Stored records
···

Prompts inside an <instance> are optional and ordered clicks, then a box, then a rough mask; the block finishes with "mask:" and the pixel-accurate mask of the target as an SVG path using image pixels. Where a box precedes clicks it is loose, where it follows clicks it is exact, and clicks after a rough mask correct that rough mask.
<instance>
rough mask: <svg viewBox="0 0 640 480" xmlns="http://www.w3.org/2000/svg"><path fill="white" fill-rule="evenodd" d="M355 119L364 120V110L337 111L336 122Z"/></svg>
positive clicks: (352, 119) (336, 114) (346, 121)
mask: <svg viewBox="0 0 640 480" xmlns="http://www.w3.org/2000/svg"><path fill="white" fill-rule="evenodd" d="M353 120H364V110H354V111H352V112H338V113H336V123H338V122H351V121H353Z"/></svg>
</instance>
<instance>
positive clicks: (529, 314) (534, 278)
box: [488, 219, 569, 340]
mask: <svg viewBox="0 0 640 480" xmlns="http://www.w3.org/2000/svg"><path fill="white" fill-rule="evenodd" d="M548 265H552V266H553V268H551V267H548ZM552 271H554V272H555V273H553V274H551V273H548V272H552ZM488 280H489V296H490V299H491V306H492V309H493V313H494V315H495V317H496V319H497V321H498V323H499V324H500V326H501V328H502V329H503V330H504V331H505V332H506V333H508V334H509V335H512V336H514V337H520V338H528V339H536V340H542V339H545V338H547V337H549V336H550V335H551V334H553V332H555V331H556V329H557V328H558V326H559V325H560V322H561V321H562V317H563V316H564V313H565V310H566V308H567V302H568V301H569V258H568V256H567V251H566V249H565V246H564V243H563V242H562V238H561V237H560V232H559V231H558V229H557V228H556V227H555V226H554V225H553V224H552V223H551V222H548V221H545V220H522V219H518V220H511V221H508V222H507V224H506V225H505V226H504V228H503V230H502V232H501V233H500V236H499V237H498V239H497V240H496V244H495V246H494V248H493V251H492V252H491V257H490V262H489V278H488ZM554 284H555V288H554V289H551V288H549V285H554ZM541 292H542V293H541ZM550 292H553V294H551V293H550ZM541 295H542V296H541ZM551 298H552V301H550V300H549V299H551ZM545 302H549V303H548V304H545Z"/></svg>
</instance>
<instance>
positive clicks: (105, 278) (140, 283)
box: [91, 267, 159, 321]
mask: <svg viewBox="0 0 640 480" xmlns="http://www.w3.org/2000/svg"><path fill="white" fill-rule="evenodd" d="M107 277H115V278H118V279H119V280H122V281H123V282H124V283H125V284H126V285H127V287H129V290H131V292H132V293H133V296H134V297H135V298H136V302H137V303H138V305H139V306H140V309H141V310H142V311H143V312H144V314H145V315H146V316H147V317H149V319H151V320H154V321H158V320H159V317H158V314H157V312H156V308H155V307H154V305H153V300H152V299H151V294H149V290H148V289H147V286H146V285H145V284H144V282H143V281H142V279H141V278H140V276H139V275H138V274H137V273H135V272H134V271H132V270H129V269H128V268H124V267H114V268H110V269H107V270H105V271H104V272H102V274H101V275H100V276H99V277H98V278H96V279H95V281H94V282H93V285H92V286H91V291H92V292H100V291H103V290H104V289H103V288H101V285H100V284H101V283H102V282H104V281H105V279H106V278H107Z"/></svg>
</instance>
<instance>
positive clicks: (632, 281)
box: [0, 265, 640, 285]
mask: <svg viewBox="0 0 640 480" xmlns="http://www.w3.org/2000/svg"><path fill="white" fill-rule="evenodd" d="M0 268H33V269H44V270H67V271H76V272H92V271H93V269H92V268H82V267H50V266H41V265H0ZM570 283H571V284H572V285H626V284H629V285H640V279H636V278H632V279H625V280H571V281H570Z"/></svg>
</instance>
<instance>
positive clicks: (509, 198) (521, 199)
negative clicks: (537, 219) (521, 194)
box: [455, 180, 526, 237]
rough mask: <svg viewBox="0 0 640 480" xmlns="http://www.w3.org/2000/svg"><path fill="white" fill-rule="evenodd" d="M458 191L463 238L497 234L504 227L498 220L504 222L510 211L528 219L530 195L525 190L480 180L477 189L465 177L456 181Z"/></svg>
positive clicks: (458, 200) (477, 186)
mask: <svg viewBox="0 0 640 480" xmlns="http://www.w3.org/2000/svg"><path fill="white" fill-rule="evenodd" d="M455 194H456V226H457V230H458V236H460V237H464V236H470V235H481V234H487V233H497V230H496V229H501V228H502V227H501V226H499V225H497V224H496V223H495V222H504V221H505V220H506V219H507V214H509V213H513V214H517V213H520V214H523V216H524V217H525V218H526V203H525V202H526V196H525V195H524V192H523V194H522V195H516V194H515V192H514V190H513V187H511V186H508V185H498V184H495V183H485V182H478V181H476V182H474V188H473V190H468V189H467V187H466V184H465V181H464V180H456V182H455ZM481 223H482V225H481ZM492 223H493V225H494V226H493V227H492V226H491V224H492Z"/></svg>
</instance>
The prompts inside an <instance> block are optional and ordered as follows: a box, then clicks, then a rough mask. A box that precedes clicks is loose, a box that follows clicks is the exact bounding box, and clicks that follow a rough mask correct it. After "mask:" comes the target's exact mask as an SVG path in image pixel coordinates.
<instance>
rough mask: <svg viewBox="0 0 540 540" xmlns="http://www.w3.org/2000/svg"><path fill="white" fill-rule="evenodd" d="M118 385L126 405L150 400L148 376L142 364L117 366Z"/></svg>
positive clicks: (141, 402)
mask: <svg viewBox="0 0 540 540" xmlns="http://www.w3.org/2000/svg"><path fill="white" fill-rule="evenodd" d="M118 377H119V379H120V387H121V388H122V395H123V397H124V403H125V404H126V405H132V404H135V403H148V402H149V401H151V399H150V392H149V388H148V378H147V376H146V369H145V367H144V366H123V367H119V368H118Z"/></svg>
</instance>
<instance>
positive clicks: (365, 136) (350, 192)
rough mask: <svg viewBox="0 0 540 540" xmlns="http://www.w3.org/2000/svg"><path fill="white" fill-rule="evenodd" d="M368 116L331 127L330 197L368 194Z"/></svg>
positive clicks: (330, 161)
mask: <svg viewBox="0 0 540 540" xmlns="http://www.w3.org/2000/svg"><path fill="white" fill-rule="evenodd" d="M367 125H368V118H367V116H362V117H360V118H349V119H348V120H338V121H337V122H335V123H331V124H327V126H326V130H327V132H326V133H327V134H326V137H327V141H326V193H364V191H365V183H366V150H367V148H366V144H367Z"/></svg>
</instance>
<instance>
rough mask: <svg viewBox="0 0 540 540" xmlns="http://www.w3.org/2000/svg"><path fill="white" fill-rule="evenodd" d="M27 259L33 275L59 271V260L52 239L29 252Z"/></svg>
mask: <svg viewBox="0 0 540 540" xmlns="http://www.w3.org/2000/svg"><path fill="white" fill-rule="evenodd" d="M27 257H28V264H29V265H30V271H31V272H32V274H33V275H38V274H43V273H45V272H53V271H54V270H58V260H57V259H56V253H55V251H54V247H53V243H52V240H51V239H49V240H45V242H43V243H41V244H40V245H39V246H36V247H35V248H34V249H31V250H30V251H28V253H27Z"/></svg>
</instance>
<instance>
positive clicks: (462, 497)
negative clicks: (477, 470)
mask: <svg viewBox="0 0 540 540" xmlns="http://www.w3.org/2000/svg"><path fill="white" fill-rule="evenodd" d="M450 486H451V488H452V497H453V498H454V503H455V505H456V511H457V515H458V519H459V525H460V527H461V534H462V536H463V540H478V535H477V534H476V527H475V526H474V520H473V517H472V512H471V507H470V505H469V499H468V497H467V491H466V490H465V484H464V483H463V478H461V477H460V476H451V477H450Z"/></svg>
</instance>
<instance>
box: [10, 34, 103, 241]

···

• **TASK STATEMENT**: Write out the records above verbatim, line for line, changing nothing.

• **WRITTEN REPLY**:
Prompts inside an <instance> are optional and ordered clicks, then a box, then a rough mask; the block finishes with "mask:" and the pixel-accurate mask of the target as an SVG path using image pixels. Where a box precedes clicks it is loose, where it follows clicks it is exact, and clicks after a rough mask correct that rough mask.
<instance>
rough mask: <svg viewBox="0 0 640 480" xmlns="http://www.w3.org/2000/svg"><path fill="white" fill-rule="evenodd" d="M355 119L364 120V110L337 111L336 122Z"/></svg>
positive clicks: (352, 119) (336, 114) (346, 121)
mask: <svg viewBox="0 0 640 480" xmlns="http://www.w3.org/2000/svg"><path fill="white" fill-rule="evenodd" d="M353 120H364V110H354V111H352V112H338V113H336V123H338V122H351V121H353Z"/></svg>
</instance>
<instance>
positive clicks: (529, 314) (534, 278)
box: [488, 219, 569, 340]
mask: <svg viewBox="0 0 640 480" xmlns="http://www.w3.org/2000/svg"><path fill="white" fill-rule="evenodd" d="M548 265H552V266H553V268H551V267H548ZM552 271H554V272H555V273H553V274H551V273H548V272H552ZM488 280H489V296H490V299H491V306H492V309H493V313H494V315H495V317H496V319H497V321H498V323H499V324H500V326H501V328H502V329H503V330H504V331H505V332H506V333H508V334H509V335H512V336H514V337H520V338H528V339H536V340H542V339H545V338H547V337H549V336H550V335H551V334H553V332H555V331H556V329H557V328H558V326H559V325H560V322H561V321H562V317H563V316H564V313H565V310H566V308H567V302H568V301H569V258H568V256H567V251H566V249H565V246H564V243H563V242H562V238H561V237H560V232H559V231H558V229H557V228H556V227H555V226H554V225H553V224H552V223H551V222H548V221H545V220H522V219H518V220H511V221H508V222H507V224H506V225H505V226H504V228H503V230H502V232H501V233H500V236H499V237H498V239H497V240H496V244H495V246H494V248H493V251H492V252H491V257H490V262H489V278H488ZM554 284H555V288H554V289H551V288H549V285H554ZM541 292H542V293H541ZM550 292H553V294H551V293H550ZM541 295H542V296H541ZM551 298H552V301H550V300H549V299H551ZM545 302H549V303H548V304H545Z"/></svg>
</instance>
<instance>
positive clicks: (105, 278) (140, 283)
box: [91, 267, 159, 321]
mask: <svg viewBox="0 0 640 480" xmlns="http://www.w3.org/2000/svg"><path fill="white" fill-rule="evenodd" d="M107 277H115V278H118V279H119V280H122V281H123V282H124V283H125V284H126V285H127V287H129V290H131V292H132V293H133V296H134V297H135V298H136V302H137V303H138V305H139V306H140V309H141V310H142V311H143V312H144V314H145V315H146V316H147V317H149V319H151V320H154V321H158V320H159V317H158V314H157V312H156V308H155V307H154V305H153V300H152V299H151V294H149V290H148V289H147V286H146V285H145V284H144V282H143V281H142V279H141V278H140V276H139V275H138V274H137V273H135V272H134V271H132V270H129V269H128V268H124V267H114V268H110V269H107V270H105V271H104V272H102V274H101V275H100V276H99V277H98V278H96V279H95V281H94V282H93V285H92V286H91V291H92V292H100V291H103V290H104V289H103V288H101V285H100V284H101V283H102V282H104V281H105V279H106V278H107Z"/></svg>
</instance>
<instance>
positive clicks: (632, 281)
box: [0, 265, 640, 285]
mask: <svg viewBox="0 0 640 480" xmlns="http://www.w3.org/2000/svg"><path fill="white" fill-rule="evenodd" d="M0 268H33V269H44V270H67V271H76V272H92V271H93V269H92V268H82V267H50V266H41V265H0ZM570 283H571V284H572V285H626V284H629V285H640V279H636V278H632V279H625V280H571V281H570Z"/></svg>
</instance>
<instance>
positive clicks: (509, 198) (521, 199)
negative clicks: (537, 219) (521, 194)
box: [455, 180, 526, 237]
rough mask: <svg viewBox="0 0 640 480" xmlns="http://www.w3.org/2000/svg"><path fill="white" fill-rule="evenodd" d="M458 191L463 238L497 234L504 227L498 220L504 222L510 211L528 219L530 195L525 190L480 180L477 189L465 177L456 181Z"/></svg>
positive clicks: (458, 200) (477, 186)
mask: <svg viewBox="0 0 640 480" xmlns="http://www.w3.org/2000/svg"><path fill="white" fill-rule="evenodd" d="M455 194H456V226H457V230H458V236H460V237H464V236H470V235H481V234H487V233H497V230H496V229H501V228H502V227H501V226H499V225H497V224H496V223H495V222H504V221H505V220H506V219H507V214H509V213H513V214H517V213H520V214H523V216H524V217H525V218H526V203H525V202H526V196H525V195H524V192H523V194H522V195H516V194H515V192H514V190H513V187H511V186H508V185H498V184H495V183H485V182H478V181H476V182H474V188H473V190H468V189H467V187H466V184H465V181H464V180H456V182H455ZM481 223H482V225H481ZM492 223H493V225H494V226H493V227H492V226H491V224H492Z"/></svg>
</instance>
The prompts inside an <instance> block are optional and ordered as follows: a box, then clicks, then a rough mask. A box that precedes clicks is loose, a box that follows clicks is the exact bounding box, and clicks that follow a rough mask correct it. After "mask:" comes the target's exact mask as an SVG path in image pixel coordinates.
<instance>
rough mask: <svg viewBox="0 0 540 540" xmlns="http://www.w3.org/2000/svg"><path fill="white" fill-rule="evenodd" d="M118 385L126 405L150 400L148 376L142 364L117 366Z"/></svg>
positive clicks: (141, 402)
mask: <svg viewBox="0 0 540 540" xmlns="http://www.w3.org/2000/svg"><path fill="white" fill-rule="evenodd" d="M118 377H119V379H120V387H121V388H122V395H123V397H124V403H125V404H126V405H132V404H135V403H148V402H149V401H151V399H150V392H149V388H148V378H147V376H146V369H145V367H144V366H123V367H119V368H118Z"/></svg>
</instance>
<instance>
positive clicks: (365, 136) (350, 192)
rough mask: <svg viewBox="0 0 540 540" xmlns="http://www.w3.org/2000/svg"><path fill="white" fill-rule="evenodd" d="M368 116L331 127L330 197L368 194Z"/></svg>
positive clicks: (330, 161)
mask: <svg viewBox="0 0 540 540" xmlns="http://www.w3.org/2000/svg"><path fill="white" fill-rule="evenodd" d="M367 125H368V118H367V116H362V117H360V118H349V119H348V120H338V121H337V122H335V123H331V124H327V126H326V130H327V132H326V133H327V134H326V137H327V141H326V193H364V191H365V183H366V150H367V148H366V144H367Z"/></svg>
</instance>
<instance>
rough mask: <svg viewBox="0 0 540 540" xmlns="http://www.w3.org/2000/svg"><path fill="white" fill-rule="evenodd" d="M27 259L33 275L59 271V260L52 239L29 252Z"/></svg>
mask: <svg viewBox="0 0 540 540" xmlns="http://www.w3.org/2000/svg"><path fill="white" fill-rule="evenodd" d="M27 257H28V264H29V265H30V271H31V272H32V274H33V275H38V274H43V273H45V272H53V271H54V270H58V260H57V259H56V253H55V251H54V247H53V243H52V240H51V239H49V240H45V242H43V243H41V244H40V245H39V246H36V247H35V248H34V249H31V250H30V251H28V253H27Z"/></svg>
</instance>
<instance>
positive clicks: (462, 497)
negative clicks: (477, 470)
mask: <svg viewBox="0 0 540 540" xmlns="http://www.w3.org/2000/svg"><path fill="white" fill-rule="evenodd" d="M450 486H451V488H452V497H453V498H454V503H455V505H456V511H457V515H458V519H459V525H460V527H461V534H462V536H463V540H478V535H477V534H476V527H475V526H474V520H473V517H472V512H471V507H470V505H469V499H468V497H467V491H466V490H465V484H464V483H463V478H461V477H460V476H451V477H450Z"/></svg>
</instance>
<instance>
box: [10, 34, 103, 241]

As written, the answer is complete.